What you have to do:
Starting with the line that contains "negative clicks: (37, 119) (73, 106)" and stopping after the line that contains "positive clicks: (74, 136)", copy the entries below exactly. Include nothing else.

....

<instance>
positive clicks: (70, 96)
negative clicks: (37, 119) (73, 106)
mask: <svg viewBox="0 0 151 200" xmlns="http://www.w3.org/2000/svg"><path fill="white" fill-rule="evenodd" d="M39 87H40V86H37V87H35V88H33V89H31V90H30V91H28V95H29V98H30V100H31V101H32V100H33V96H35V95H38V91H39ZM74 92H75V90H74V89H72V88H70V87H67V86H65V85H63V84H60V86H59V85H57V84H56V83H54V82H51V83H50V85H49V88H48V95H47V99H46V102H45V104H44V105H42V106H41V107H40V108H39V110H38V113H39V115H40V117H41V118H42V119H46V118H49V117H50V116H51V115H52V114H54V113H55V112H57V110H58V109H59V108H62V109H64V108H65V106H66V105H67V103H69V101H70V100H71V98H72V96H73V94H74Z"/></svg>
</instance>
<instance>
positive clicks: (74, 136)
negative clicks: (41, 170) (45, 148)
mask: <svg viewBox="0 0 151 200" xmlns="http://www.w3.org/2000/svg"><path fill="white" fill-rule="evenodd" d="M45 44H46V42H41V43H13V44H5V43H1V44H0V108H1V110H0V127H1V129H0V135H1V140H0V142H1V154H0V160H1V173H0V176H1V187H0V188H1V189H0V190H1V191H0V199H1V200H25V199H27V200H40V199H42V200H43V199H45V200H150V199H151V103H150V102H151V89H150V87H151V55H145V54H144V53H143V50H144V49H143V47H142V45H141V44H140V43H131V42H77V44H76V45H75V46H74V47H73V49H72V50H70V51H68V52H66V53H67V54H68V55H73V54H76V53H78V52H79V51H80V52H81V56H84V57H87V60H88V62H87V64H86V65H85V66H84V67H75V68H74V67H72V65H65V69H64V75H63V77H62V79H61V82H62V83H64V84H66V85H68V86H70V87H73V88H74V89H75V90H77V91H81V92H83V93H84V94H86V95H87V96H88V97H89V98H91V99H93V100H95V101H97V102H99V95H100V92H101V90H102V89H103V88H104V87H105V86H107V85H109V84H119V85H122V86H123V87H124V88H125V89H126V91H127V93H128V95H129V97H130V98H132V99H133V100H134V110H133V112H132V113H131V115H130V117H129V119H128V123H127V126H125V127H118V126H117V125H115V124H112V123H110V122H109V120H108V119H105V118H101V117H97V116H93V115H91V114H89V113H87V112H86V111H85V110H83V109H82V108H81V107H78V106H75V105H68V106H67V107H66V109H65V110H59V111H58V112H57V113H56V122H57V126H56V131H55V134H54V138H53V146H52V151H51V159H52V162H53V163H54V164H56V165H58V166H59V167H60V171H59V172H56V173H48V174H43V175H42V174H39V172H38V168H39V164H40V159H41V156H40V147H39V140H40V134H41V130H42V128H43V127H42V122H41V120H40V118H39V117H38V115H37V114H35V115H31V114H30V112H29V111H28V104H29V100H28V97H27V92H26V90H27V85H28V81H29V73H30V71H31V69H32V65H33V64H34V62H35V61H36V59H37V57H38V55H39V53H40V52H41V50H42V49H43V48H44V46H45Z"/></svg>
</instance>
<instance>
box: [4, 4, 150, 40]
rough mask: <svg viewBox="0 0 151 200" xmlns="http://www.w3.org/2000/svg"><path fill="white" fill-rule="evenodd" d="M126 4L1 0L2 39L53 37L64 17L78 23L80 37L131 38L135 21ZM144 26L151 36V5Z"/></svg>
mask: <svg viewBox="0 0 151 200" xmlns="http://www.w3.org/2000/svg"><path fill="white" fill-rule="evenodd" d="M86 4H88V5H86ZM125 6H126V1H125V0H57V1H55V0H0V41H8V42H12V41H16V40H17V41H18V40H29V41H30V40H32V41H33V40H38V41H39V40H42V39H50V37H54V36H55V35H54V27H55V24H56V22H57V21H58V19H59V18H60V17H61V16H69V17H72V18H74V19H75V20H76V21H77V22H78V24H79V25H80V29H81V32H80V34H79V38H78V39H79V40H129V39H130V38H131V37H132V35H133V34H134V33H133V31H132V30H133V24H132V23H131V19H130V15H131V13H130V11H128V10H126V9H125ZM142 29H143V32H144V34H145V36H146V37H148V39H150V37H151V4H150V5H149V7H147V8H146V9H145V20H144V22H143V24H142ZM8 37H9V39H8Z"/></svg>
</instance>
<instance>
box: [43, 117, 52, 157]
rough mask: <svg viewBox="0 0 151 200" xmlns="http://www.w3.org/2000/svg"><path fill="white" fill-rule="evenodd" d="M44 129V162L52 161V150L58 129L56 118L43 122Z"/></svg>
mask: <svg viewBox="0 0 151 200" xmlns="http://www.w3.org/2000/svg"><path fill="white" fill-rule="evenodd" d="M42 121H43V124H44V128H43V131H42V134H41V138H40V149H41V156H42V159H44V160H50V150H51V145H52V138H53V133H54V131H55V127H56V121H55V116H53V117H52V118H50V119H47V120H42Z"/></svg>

....

Answer to the exercise:
negative clicks: (37, 119) (73, 106)
mask: <svg viewBox="0 0 151 200" xmlns="http://www.w3.org/2000/svg"><path fill="white" fill-rule="evenodd" d="M39 87H40V86H37V87H35V88H33V89H31V90H30V91H28V95H29V98H30V100H31V101H32V100H33V96H35V95H38V91H39ZM74 92H75V90H74V89H72V88H70V87H67V86H65V85H63V84H60V86H59V85H57V84H56V83H54V82H51V83H50V85H49V88H48V95H47V99H46V102H45V104H44V105H42V106H41V107H40V108H39V110H38V113H39V115H40V117H41V118H42V119H46V118H49V117H50V116H51V115H52V114H54V113H55V112H57V110H58V109H59V108H62V109H64V108H65V106H66V105H67V103H69V101H70V100H71V98H72V96H73V94H74Z"/></svg>
</instance>
<instance>
positive clicks: (74, 136)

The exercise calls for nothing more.